[Exercise goal]:
Please show every line of the items below that contains the string "bowl".

[Given records]:
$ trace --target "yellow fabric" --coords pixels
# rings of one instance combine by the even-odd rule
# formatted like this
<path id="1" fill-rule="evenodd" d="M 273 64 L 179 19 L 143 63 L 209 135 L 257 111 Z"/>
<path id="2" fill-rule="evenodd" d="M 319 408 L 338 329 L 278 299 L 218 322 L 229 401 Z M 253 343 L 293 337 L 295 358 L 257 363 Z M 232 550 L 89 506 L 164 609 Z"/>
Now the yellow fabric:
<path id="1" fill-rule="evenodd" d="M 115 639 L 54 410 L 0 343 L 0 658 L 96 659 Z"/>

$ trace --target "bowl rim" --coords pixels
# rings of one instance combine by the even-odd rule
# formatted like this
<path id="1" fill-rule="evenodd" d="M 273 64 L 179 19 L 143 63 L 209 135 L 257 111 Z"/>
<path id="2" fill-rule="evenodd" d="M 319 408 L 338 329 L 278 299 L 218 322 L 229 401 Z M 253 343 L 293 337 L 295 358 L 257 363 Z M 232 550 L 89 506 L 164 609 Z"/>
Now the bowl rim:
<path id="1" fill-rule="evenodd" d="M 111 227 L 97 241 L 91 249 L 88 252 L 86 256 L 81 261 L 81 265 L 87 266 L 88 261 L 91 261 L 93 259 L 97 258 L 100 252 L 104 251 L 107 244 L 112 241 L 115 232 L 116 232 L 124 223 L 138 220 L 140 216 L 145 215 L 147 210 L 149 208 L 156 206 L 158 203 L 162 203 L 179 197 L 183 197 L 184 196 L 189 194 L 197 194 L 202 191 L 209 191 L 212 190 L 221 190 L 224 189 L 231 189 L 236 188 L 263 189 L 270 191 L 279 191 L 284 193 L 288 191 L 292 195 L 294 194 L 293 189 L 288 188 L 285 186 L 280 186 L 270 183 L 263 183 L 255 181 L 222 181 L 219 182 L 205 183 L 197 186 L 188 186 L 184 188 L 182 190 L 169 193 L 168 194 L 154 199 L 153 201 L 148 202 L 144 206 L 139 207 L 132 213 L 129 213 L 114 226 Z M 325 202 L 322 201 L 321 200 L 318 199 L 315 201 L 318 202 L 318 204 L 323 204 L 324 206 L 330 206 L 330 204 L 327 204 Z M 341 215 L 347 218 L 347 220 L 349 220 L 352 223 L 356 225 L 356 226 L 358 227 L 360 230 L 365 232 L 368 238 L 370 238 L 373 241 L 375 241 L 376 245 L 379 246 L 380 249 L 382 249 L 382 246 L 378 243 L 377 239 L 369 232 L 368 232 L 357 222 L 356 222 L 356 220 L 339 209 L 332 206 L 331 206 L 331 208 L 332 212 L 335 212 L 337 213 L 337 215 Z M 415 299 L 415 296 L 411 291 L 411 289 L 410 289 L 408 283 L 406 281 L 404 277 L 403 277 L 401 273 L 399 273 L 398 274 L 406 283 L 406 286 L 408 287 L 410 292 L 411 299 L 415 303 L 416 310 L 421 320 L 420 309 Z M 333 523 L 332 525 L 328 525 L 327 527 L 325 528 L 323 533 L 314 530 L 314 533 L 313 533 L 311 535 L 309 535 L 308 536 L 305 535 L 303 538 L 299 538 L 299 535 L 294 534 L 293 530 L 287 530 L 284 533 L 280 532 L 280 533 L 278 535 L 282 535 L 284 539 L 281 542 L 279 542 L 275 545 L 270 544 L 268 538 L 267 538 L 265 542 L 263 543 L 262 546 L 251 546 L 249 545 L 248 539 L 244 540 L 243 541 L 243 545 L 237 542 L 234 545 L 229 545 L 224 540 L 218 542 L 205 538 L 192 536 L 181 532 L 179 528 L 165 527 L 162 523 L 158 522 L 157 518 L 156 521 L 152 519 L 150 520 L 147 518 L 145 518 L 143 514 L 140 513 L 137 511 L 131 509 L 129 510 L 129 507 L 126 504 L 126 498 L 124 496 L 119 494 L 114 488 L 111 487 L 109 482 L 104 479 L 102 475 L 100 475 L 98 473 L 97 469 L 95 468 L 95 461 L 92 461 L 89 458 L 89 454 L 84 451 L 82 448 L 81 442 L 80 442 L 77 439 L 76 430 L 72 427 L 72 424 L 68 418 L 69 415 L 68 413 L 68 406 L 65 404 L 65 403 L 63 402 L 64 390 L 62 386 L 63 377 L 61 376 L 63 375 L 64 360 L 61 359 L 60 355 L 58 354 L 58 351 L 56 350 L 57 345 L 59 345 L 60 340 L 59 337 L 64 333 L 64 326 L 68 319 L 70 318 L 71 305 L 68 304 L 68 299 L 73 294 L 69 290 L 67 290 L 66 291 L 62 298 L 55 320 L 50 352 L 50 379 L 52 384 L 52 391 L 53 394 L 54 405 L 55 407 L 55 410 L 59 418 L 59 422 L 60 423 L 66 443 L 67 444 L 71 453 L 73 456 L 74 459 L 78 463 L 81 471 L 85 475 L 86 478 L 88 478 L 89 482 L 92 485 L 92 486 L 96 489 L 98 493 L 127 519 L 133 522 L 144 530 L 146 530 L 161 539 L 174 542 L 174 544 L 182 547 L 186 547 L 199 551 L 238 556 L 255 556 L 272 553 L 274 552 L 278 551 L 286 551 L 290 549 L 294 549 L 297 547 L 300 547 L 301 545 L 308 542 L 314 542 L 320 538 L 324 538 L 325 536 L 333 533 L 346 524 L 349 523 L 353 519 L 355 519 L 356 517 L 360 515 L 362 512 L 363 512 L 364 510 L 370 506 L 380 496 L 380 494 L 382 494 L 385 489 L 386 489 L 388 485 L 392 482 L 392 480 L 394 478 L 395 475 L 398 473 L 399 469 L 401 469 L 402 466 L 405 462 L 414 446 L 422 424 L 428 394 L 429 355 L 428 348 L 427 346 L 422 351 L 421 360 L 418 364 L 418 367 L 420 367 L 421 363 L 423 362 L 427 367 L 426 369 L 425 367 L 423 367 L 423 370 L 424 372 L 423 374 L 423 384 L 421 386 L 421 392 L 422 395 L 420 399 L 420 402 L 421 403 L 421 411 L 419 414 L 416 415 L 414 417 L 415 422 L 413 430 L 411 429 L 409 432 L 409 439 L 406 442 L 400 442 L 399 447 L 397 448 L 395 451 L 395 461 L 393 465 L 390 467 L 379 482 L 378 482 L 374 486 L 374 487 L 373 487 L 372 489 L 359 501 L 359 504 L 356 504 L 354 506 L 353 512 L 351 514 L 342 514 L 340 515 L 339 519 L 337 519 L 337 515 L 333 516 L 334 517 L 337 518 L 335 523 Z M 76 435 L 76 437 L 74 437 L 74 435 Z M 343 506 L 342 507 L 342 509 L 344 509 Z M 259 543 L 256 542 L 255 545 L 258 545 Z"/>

[Written answer]:
$ trace --target "bowl rim" --coords pixels
Now the bowl rim:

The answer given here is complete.